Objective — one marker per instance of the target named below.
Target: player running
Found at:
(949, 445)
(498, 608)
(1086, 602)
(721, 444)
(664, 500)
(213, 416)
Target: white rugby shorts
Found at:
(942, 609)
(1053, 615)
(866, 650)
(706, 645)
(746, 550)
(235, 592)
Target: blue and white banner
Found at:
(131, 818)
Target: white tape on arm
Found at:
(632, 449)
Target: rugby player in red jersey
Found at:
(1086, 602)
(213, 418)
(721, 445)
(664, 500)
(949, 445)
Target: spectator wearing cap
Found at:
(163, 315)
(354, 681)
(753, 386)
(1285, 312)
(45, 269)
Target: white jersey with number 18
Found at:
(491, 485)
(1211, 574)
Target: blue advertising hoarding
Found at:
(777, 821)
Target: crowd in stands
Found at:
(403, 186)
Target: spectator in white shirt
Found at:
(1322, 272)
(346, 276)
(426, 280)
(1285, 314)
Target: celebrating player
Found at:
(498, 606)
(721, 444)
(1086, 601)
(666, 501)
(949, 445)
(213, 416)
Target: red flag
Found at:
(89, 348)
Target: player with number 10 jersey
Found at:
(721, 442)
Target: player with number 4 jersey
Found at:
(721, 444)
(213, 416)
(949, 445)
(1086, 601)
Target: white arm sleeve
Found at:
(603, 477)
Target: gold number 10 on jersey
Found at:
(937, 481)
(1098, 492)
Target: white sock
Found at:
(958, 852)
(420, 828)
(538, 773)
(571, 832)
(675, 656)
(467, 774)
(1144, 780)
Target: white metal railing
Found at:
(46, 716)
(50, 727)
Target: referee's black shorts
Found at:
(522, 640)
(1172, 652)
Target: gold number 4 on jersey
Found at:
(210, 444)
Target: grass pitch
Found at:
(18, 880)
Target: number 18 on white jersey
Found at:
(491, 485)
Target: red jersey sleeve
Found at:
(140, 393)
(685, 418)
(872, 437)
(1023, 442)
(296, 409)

Exercise brief: Could you lay out all of the rows above as a JSON list of strings, with one string per line and no blank lines?

Written solution:
[
  "Objective — one marker per instance of the target named below.",
  "Target: player running",
  "Found at:",
  "(949, 445)",
  "(498, 608)",
  "(1086, 602)",
  "(721, 444)",
  "(664, 500)",
  "(213, 416)",
  "Target: white rugby shorts",
  "Found at:",
  "(942, 609)",
  "(1053, 615)",
  "(866, 650)",
  "(706, 645)",
  "(746, 550)",
  "(235, 592)",
  "Target: blue and white banner",
  "Found at:",
  "(131, 818)",
  "Target: white tape on arm",
  "Found at:",
  "(632, 449)",
  "Target: rugby player in red jersey",
  "Found at:",
  "(1086, 602)",
  "(213, 418)",
  "(721, 445)",
  "(664, 500)",
  "(949, 445)",
  "Target: spectator wearing cap",
  "Found at:",
  "(163, 315)",
  "(354, 681)",
  "(753, 386)",
  "(1285, 312)",
  "(45, 269)",
  "Target: white jersey with number 18",
  "Found at:",
  "(491, 485)",
  "(1211, 574)",
  "Target: blue advertising hoarding",
  "Found at:",
  "(777, 821)",
  "Target: crowd in stands",
  "Found at:",
  "(403, 186)",
  "Target: spectator in white shirt",
  "Found at:",
  "(1322, 272)",
  "(346, 276)",
  "(426, 280)",
  "(1285, 314)",
  "Target: celebrating player",
  "Found at:",
  "(498, 606)",
  "(721, 444)",
  "(1086, 601)",
  "(666, 501)",
  "(949, 445)",
  "(213, 416)",
  "Target: red flag",
  "Found at:",
  "(89, 348)",
  "Target: player with number 10 jersey",
  "Found at:",
  "(721, 442)",
  "Target: player with number 4 jersey",
  "Found at:",
  "(721, 444)",
  "(213, 416)",
  "(949, 445)",
  "(1086, 601)",
  "Target: white arm sleeve",
  "Found at:",
  "(603, 477)",
  "Target: gold number 10 on jersey",
  "Found at:",
  "(937, 481)",
  "(1098, 492)",
  "Target: white sock",
  "Found at:",
  "(958, 852)",
  "(420, 828)",
  "(538, 773)",
  "(571, 832)",
  "(675, 656)",
  "(467, 774)",
  "(1144, 780)",
  "Target: white metal railing",
  "Found at:",
  "(46, 716)",
  "(50, 727)",
  "Target: referee's black shorts",
  "Found at:",
  "(522, 640)",
  "(1172, 652)",
  "Target: gold number 4 on jersey",
  "Found at:",
  "(210, 444)",
  "Target: grass pitch",
  "Found at:",
  "(18, 880)",
  "Target: number 18 on white jersey",
  "Found at:",
  "(491, 485)",
  "Target: red jersey sleeve",
  "Found at:",
  "(140, 393)",
  "(685, 418)",
  "(872, 437)",
  "(1023, 442)",
  "(296, 409)"
]